>>>

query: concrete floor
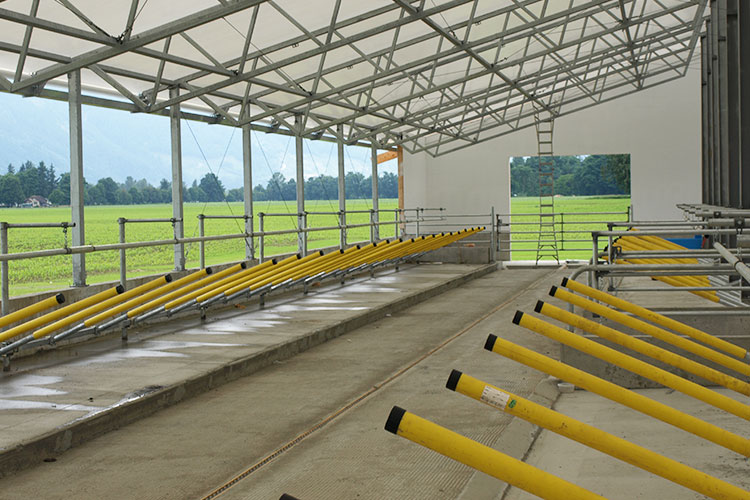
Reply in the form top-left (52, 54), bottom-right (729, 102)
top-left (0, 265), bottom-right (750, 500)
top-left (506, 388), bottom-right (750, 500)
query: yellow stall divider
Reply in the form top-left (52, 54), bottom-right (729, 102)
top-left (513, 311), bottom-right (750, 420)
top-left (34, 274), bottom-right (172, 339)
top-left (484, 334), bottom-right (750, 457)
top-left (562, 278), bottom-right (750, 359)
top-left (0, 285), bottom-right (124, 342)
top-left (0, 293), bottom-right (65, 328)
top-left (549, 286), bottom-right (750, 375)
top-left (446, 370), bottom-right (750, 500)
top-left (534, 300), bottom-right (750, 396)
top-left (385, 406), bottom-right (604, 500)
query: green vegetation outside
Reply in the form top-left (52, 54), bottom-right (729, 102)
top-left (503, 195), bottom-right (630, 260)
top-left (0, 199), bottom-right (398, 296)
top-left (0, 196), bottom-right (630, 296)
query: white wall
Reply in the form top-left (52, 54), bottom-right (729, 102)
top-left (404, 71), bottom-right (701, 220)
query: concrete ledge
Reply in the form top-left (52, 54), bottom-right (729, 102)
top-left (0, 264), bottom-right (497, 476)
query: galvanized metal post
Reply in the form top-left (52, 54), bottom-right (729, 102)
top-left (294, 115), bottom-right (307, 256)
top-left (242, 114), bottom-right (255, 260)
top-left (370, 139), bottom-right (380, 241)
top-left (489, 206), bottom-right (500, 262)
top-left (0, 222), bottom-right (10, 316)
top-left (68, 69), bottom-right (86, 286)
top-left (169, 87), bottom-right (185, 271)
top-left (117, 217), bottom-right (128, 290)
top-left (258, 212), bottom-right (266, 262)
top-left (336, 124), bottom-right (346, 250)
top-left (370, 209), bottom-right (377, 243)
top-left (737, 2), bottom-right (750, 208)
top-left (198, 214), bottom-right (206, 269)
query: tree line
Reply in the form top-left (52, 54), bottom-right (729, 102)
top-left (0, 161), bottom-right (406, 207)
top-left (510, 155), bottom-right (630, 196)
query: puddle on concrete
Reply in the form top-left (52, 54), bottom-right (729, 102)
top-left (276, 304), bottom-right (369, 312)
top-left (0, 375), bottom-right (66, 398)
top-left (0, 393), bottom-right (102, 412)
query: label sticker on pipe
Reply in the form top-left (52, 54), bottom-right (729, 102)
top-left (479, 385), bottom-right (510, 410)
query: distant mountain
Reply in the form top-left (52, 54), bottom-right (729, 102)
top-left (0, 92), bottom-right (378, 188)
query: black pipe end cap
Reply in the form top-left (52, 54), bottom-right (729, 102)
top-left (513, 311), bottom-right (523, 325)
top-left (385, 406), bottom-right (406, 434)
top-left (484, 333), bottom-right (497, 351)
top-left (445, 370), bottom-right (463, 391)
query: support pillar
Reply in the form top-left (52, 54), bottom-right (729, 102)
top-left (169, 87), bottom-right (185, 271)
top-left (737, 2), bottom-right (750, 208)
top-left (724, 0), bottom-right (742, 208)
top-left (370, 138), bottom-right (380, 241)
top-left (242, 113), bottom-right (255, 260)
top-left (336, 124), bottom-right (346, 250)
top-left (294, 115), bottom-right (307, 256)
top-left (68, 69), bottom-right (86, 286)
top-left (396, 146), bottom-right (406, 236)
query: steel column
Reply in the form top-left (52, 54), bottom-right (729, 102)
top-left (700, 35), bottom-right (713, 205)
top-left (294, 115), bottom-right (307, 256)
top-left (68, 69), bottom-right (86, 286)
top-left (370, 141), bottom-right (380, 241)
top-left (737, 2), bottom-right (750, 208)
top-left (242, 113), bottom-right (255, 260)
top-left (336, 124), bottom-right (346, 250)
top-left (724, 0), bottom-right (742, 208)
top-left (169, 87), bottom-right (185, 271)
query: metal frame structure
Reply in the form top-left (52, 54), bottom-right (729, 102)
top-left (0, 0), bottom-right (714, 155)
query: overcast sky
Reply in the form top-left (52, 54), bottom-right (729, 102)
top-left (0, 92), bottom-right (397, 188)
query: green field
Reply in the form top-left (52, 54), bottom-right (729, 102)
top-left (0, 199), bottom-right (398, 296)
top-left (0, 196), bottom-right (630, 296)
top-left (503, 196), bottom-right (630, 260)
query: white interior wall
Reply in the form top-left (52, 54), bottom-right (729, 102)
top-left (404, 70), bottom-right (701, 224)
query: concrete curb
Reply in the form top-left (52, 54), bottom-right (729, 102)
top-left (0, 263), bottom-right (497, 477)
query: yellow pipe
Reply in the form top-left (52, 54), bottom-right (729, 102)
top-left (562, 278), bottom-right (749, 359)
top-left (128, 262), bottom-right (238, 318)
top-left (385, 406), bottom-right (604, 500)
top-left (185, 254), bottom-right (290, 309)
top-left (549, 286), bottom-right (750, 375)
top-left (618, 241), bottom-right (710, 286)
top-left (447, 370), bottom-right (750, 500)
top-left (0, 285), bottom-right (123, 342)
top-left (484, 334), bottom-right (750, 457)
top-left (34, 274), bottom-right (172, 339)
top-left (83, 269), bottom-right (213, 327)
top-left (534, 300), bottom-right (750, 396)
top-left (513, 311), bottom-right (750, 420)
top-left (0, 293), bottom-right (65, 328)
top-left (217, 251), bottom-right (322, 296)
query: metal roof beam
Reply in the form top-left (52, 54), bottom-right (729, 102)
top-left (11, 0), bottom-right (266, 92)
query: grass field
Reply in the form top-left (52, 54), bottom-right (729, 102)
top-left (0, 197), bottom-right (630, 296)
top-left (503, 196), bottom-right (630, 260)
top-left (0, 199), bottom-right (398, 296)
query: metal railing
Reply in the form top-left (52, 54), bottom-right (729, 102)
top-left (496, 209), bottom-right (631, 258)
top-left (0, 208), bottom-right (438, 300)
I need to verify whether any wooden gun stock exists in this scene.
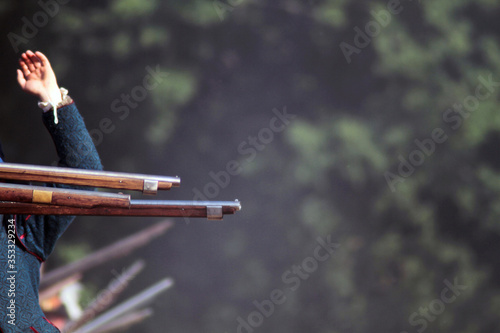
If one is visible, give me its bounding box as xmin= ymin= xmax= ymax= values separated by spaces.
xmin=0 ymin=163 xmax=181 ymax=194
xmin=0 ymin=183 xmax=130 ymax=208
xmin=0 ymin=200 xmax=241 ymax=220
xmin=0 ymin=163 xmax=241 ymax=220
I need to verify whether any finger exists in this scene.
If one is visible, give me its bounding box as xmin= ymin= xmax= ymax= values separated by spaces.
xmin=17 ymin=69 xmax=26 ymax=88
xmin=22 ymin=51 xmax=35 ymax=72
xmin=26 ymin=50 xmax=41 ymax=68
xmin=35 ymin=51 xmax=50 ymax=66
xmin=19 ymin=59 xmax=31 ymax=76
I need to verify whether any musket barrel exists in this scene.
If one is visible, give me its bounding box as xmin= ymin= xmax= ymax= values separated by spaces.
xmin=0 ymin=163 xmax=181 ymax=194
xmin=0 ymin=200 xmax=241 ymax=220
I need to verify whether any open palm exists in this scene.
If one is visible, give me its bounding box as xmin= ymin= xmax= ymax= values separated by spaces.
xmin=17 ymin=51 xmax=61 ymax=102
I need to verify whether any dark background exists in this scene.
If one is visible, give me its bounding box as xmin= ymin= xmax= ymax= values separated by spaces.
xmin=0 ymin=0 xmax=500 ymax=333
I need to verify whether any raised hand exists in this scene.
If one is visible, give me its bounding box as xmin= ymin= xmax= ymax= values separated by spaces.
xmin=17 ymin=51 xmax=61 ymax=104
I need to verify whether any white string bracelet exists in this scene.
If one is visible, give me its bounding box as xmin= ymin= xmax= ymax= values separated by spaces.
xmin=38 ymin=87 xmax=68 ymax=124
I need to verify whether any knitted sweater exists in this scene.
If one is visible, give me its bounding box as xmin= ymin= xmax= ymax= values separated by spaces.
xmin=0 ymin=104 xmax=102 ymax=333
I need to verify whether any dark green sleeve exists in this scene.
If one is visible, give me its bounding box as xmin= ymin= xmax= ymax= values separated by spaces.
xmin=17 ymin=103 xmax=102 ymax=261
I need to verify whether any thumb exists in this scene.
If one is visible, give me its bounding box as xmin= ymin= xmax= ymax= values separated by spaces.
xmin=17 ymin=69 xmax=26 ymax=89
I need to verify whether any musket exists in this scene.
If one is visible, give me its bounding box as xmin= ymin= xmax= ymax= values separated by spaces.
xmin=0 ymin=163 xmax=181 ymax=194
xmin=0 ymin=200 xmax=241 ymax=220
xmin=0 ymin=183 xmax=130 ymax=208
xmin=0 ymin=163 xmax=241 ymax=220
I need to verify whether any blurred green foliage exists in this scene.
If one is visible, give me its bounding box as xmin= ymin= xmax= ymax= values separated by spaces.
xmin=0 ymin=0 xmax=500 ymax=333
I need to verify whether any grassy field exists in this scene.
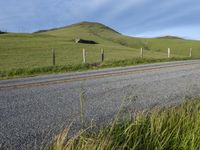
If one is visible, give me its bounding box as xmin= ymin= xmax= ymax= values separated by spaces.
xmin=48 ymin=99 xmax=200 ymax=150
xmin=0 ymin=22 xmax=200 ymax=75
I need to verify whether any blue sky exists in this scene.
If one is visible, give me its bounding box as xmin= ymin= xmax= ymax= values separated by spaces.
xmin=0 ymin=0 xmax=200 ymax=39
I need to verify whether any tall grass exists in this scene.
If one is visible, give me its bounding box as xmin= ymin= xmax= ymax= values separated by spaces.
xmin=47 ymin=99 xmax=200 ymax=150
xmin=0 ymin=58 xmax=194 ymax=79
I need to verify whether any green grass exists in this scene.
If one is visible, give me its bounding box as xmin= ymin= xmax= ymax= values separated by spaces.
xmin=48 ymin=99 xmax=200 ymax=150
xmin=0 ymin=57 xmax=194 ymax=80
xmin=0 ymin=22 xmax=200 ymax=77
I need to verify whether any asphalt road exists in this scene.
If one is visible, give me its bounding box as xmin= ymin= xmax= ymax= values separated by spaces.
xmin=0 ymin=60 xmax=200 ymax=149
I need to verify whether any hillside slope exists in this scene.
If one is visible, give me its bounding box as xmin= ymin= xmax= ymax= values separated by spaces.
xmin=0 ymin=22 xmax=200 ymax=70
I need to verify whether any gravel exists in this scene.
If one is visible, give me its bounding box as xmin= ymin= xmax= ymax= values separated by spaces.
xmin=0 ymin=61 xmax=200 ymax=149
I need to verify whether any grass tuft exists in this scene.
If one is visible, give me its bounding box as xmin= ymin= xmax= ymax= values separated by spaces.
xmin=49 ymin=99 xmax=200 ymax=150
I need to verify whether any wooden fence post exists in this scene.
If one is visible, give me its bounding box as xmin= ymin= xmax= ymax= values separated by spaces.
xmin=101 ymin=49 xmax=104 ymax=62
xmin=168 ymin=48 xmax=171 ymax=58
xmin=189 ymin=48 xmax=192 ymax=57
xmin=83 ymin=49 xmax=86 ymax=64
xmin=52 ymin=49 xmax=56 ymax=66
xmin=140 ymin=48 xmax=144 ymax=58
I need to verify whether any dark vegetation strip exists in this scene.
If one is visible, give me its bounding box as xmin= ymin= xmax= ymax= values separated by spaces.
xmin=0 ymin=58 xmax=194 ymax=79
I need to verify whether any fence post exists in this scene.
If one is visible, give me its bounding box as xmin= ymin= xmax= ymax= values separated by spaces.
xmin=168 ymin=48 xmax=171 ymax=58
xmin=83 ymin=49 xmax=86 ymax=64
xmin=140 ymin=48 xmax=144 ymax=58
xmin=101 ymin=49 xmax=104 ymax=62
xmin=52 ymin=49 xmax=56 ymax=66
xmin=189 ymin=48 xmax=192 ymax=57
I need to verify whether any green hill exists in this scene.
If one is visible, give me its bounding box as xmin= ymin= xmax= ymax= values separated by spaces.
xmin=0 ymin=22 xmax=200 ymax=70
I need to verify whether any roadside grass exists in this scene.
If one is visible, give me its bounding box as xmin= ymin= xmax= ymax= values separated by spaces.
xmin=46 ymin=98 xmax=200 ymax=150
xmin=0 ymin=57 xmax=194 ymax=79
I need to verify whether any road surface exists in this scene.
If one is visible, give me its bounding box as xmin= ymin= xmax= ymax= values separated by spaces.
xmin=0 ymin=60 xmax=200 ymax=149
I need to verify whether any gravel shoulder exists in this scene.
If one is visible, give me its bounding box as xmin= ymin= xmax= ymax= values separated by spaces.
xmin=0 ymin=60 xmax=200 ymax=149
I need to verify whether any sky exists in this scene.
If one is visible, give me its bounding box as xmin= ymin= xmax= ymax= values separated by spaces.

<<<

* Goal:
Extract the stretch from the line that contains "I need to verify whether any sky" through the end of the records, and repeat those lines verbatim.

* Answer:
I need to verify whether any sky exists in this scene.
If one is visible, give me its bounding box as xmin= ymin= xmax= ymax= values separated by spaces.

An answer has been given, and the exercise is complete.